# START OF Records supplied
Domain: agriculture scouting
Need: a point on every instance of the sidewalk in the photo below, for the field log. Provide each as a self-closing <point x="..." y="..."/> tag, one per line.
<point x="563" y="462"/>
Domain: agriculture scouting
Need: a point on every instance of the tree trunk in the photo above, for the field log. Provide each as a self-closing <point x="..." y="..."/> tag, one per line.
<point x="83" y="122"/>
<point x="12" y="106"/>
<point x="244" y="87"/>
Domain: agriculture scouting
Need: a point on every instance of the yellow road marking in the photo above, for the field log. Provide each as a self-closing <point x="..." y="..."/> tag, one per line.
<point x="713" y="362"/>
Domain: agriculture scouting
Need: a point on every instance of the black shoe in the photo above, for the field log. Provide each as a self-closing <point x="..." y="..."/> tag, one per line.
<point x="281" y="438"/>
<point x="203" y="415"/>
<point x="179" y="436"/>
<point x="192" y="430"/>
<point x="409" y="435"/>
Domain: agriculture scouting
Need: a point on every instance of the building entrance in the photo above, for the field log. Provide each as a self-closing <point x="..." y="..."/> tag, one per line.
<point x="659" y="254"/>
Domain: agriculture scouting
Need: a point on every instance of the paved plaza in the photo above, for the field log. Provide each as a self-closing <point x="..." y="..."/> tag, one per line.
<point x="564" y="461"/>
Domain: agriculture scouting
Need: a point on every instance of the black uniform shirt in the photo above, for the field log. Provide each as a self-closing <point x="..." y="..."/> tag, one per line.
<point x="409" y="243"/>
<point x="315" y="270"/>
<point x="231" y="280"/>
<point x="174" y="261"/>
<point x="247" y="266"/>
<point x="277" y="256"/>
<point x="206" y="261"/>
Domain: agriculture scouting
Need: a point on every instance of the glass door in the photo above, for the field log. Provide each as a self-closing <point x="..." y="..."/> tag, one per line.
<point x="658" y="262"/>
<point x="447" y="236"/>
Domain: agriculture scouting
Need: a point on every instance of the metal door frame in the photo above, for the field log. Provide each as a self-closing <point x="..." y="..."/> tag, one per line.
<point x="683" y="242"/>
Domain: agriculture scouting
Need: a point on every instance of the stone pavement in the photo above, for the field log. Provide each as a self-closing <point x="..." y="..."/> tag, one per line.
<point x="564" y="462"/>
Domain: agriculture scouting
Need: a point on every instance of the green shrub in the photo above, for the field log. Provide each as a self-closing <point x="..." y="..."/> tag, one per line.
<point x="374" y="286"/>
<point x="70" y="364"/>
# END OF Records supplied
--- Given request ---
Transcribe the records above exactly as they appear.

--- Response below ---
Domain: agriculture scouting
Need: a point on every instance of the sidewalk in the photo below, for the field log. Provide each as a self-closing <point x="..." y="..."/> tag, one per line.
<point x="563" y="462"/>
Domain: agriculture scouting
Need: a point on every instance of the tree trunk in the photo above, for the field log. Provide each as a self-closing <point x="..." y="..."/> tag, one per line.
<point x="83" y="122"/>
<point x="12" y="106"/>
<point x="244" y="87"/>
Domain: agriculture scouting
Need: a point on every instance of the yellow road marking in the photo above, for the field log. Provide each as a self-closing <point x="..." y="..."/> tag, one per line.
<point x="713" y="362"/>
Domain: agriculture scouting
Need: a point on every instance of the black shoe in the photo above, for the field log. Provide each as a self-closing <point x="..." y="..."/> tag, one per line.
<point x="281" y="438"/>
<point x="203" y="415"/>
<point x="179" y="436"/>
<point x="192" y="430"/>
<point x="409" y="435"/>
Domain: agriculture scouting
Need: a point on every instance of the building entrance in the photo above, for the field log. Provide each as a self-closing <point x="..." y="..."/> tag, one per line.
<point x="659" y="254"/>
Domain: agriculture scouting
Need: a point on every instance of the paved plaza in the photo above, for the field log. Provide each as a self-closing <point x="..." y="..."/> tag, one per line.
<point x="564" y="461"/>
Domain: agriculture scouting
Need: a point on every instance of the black uniform shirt in the photo above, for the field log. Provide each as a self-closing <point x="..." y="..."/> tag, one per line.
<point x="409" y="243"/>
<point x="315" y="270"/>
<point x="231" y="280"/>
<point x="174" y="261"/>
<point x="247" y="266"/>
<point x="277" y="256"/>
<point x="206" y="261"/>
Domain: agriculture scouting
Need: a point on every instance of the glass door in the photo above, for the field log. Provide each as a self-closing <point x="..." y="..."/> tag, one per line.
<point x="658" y="262"/>
<point x="447" y="236"/>
Domain: agriculture scouting
Need: a point on every instance of the metal door frame in the photo above, for the field log. Provide each as a self-closing <point x="..." y="..."/> tag, one per line.
<point x="683" y="242"/>
Domain: agriculture scouting
Need: a point on every instance of the stone pavement in the photo above, for the field log. Provide each as a self-closing <point x="..." y="..."/> tag, one per line.
<point x="564" y="462"/>
Domain: agriculture scouting
Need: a point on every instance of the green shrub in the photo above, for the field log. Provide each as a self-closing <point x="..." y="..."/> tag, one per line.
<point x="374" y="286"/>
<point x="70" y="364"/>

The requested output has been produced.